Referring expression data

-*-

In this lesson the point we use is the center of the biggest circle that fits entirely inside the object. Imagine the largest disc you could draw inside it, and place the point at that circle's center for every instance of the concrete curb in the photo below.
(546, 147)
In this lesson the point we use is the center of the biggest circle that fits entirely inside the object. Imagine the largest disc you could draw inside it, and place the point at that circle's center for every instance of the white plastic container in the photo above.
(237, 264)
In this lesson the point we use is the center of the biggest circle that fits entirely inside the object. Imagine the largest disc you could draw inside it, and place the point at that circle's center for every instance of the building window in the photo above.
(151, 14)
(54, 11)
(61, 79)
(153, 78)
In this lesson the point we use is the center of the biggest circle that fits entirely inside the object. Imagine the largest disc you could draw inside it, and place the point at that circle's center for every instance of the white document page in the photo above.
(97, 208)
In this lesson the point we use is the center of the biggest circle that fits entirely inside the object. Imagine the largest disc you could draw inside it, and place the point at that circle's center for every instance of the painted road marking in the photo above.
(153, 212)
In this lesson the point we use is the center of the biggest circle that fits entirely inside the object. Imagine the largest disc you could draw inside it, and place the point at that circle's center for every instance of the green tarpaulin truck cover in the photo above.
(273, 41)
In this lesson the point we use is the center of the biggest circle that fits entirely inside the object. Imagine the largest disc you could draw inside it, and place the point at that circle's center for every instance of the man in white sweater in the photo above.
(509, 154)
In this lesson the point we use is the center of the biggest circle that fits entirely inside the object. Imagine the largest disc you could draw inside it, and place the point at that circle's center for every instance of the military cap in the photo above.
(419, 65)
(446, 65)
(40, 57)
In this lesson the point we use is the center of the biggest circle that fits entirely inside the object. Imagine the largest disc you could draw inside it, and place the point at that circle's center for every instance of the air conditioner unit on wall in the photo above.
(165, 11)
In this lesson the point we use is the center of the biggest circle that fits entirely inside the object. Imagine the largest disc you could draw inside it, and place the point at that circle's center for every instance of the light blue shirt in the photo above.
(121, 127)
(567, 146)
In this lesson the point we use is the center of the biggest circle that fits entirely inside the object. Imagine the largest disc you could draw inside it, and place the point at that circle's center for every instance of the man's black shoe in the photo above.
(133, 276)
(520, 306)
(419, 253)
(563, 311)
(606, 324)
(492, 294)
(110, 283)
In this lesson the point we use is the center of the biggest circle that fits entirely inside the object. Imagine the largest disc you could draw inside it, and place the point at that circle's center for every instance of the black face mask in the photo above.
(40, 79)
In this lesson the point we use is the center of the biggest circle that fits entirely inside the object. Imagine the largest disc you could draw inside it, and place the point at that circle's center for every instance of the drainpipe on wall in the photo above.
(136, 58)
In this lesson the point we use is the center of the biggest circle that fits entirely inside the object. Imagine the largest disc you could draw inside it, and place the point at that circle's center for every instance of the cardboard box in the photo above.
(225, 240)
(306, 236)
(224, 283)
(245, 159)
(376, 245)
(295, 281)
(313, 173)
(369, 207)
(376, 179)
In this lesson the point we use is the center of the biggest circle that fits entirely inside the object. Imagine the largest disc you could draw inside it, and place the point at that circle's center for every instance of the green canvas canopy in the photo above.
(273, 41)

-*-

▶ Aim of the task
The records above are to be repeated exactly, in their entirety.

▶ Problem solution
In this lesson the point we use is the center of the biggest circle that fits entirely inside the object. Imagine the largest disc you could draw inside it, and place the point at that circle's center for every instance of the concrete curb in the photo below.
(546, 147)
In this lesson the point we use is the center of the biggest circle that fits entirely inside the object. Imagine the largest disc you could draw inside it, and place the point at that circle's center for every instance of the white plastic container in the photo above.
(237, 264)
In this lesson the point we use is the center of the biggest circle that fits entirely inside the object. Imagine the largest disc you could draw inside it, and place the point at that circle's center for every instance of the building window in the photo above.
(151, 14)
(54, 11)
(61, 79)
(153, 78)
In this lesson the point we use is the center of the biggest circle that fits entirely inside the object. Imagine the largest disc you could draw inside it, and place the point at that circle's center for every instance of the white document page in the photo above.
(97, 208)
In this lesson the point we use is the center of the biggest circle that fits entirely inside the object. Imagine the largest disc you could draw inside it, and place the point at that circle's center for every instance of the painted road marking in the photo above.
(153, 212)
In this lesson the point we use is the center of the biggest circle that fits entirely inside the object. Imagine the largest disc you could draw inside it, and place the point at that circle's center for every instance of the green tarpaulin truck cover in the photo above.
(273, 41)
In this lesson the point we use is the center of the biggest circle that fits entirely inside the object. Imagine the largest disc you could draw inside it, and place the point at that circle's center for every instance of the man in white sweater in the photo above.
(509, 154)
In this lesson the point we use is the center of the biggest circle that fits entirely inside the object. Imagine the largest disc you could draw inside it, and place the point at that circle's center for every instance of the military cap in the photo above.
(419, 65)
(446, 65)
(40, 57)
In this lesson the point we use is the center of the biggest circle that fits entirely inside the object. Imagine the largest disc you could draw inside it, and place the point at that circle's center for every instance of the air conditioner unit on wall in the photo above.
(165, 11)
In this lesson the point we use is the center of the biggest circle that fits entirely inside the object. Imagine the largest disc you could draw inside it, and place the point at that circle's center for every instance of the light blue shirt in the photo above.
(121, 127)
(567, 146)
In this lesson the point we use is the center of the biggest circle that fits entirely inside the object. Imagine the largest disc you could draw inside it, and place the point at that circle's center for every instance of the man's black shoe in the photo above.
(133, 276)
(520, 306)
(419, 253)
(563, 311)
(606, 324)
(492, 294)
(110, 283)
In this lesson the point we use is the center of the biggest circle that fits entirely inside the object. Imagine the largest disc you could draw inside it, and place the point at that circle's center for every instance of the black face mask in the photo above.
(40, 79)
In this lesson the point we use is the center of the biggest circle that fits entirely inside the object. Imagine the largest disc you could draw inside it, and place the point at that circle's center for every instance of the drainpipe on wall in the photo above.
(136, 58)
In this lesson the point we use is the center of the biggest circle that fits entirely inside the object. Imagine the largest disc you could draw inside it, and place the point at that circle's center for every instance of the cardboard box in the photo above.
(225, 240)
(306, 236)
(224, 283)
(245, 159)
(376, 245)
(295, 281)
(313, 173)
(369, 207)
(376, 179)
In this lesson the point we use is the center of the biggest circle that fits entirely inside the object. Imagine the largest disc you could draw inside it, and place the point at that circle's center for every instance of the green canvas canopy in the photo above.
(273, 41)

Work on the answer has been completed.